- Data for review:

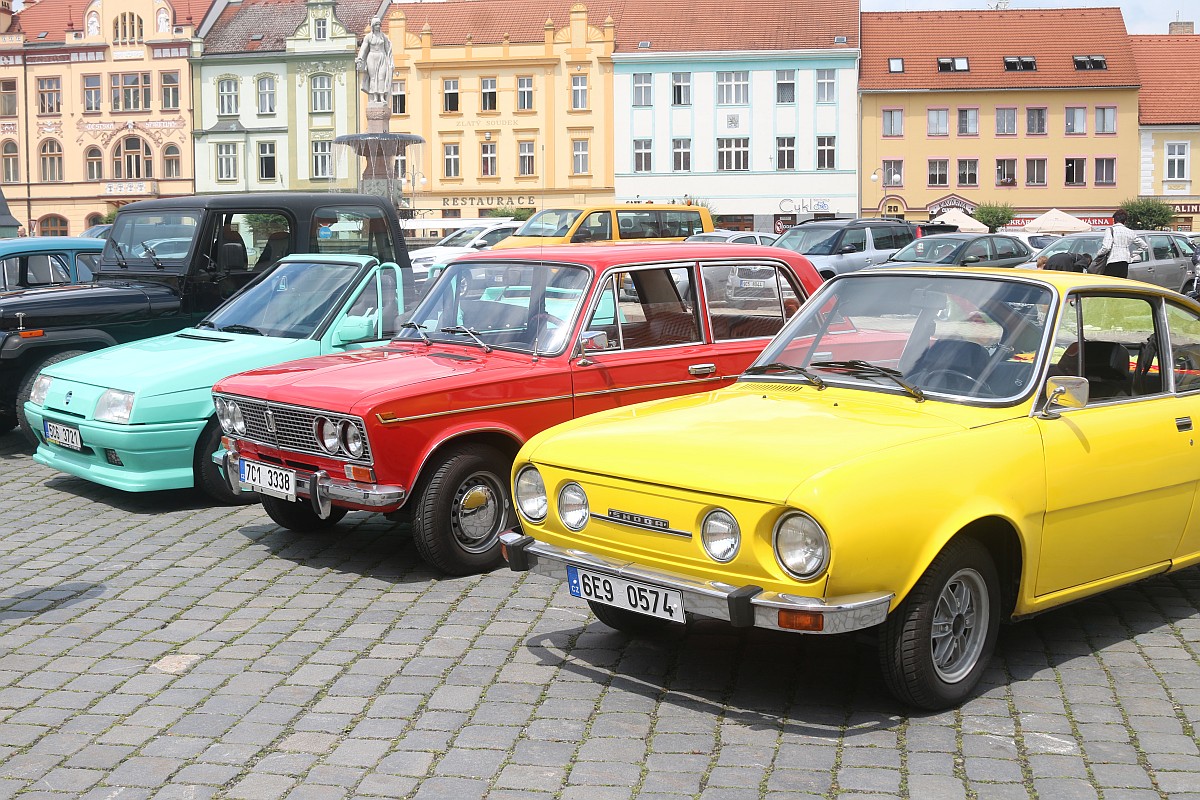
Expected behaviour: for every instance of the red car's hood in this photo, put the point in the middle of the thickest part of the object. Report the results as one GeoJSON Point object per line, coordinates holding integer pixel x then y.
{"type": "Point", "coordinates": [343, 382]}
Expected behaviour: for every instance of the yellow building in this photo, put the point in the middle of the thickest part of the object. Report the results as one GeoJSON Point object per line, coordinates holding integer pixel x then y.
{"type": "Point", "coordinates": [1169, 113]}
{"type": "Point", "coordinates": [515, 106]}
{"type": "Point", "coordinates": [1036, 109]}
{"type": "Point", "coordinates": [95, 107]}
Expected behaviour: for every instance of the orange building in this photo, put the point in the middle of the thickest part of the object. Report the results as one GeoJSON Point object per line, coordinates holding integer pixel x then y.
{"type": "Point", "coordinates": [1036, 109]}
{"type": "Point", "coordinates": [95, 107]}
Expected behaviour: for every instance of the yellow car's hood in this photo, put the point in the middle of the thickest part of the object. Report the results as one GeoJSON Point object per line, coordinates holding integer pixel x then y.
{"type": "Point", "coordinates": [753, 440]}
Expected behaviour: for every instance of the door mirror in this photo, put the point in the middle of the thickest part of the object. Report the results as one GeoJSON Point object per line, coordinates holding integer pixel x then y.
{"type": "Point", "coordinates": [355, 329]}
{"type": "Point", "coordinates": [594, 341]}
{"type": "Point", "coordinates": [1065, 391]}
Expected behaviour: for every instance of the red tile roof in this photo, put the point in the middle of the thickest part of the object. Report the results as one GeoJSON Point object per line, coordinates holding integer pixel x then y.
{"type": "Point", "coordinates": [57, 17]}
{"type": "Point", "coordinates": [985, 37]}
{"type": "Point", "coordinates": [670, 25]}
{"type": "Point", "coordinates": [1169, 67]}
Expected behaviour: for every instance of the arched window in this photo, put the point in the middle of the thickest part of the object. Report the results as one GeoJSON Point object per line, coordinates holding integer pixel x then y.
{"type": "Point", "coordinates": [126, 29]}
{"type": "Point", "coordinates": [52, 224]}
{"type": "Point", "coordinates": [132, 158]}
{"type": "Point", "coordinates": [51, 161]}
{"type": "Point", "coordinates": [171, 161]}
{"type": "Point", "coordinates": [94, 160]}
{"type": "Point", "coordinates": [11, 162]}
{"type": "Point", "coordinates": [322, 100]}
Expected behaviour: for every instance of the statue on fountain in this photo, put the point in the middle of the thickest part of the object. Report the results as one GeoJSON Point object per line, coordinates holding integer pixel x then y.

...

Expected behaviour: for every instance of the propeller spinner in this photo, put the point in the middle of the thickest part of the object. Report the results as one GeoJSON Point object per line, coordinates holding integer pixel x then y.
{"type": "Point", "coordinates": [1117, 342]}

- Try it: Print, without alteration, only the lines above between the one holding "Expected behaviour: for every instance of the arched" and the one holding "Expected behaviour: for every instance of the statue", inclusive.

- Problem solution:
Expected behaviour: for every instance of the arched window in this photo, put the point in the middle of the thickest part of the object. Report the results as one GeoJSON Point object per line, coordinates holding integer pixel x then y.
{"type": "Point", "coordinates": [126, 29]}
{"type": "Point", "coordinates": [52, 224]}
{"type": "Point", "coordinates": [132, 158]}
{"type": "Point", "coordinates": [51, 161]}
{"type": "Point", "coordinates": [171, 161]}
{"type": "Point", "coordinates": [94, 160]}
{"type": "Point", "coordinates": [11, 162]}
{"type": "Point", "coordinates": [322, 100]}
Expected behaviour: for every instance of the statue on fountain in this photo, put the point in the middle of the thickest part of the object. Report the results as one GeoJSON Point object per line, coordinates holding integer pixel x then y.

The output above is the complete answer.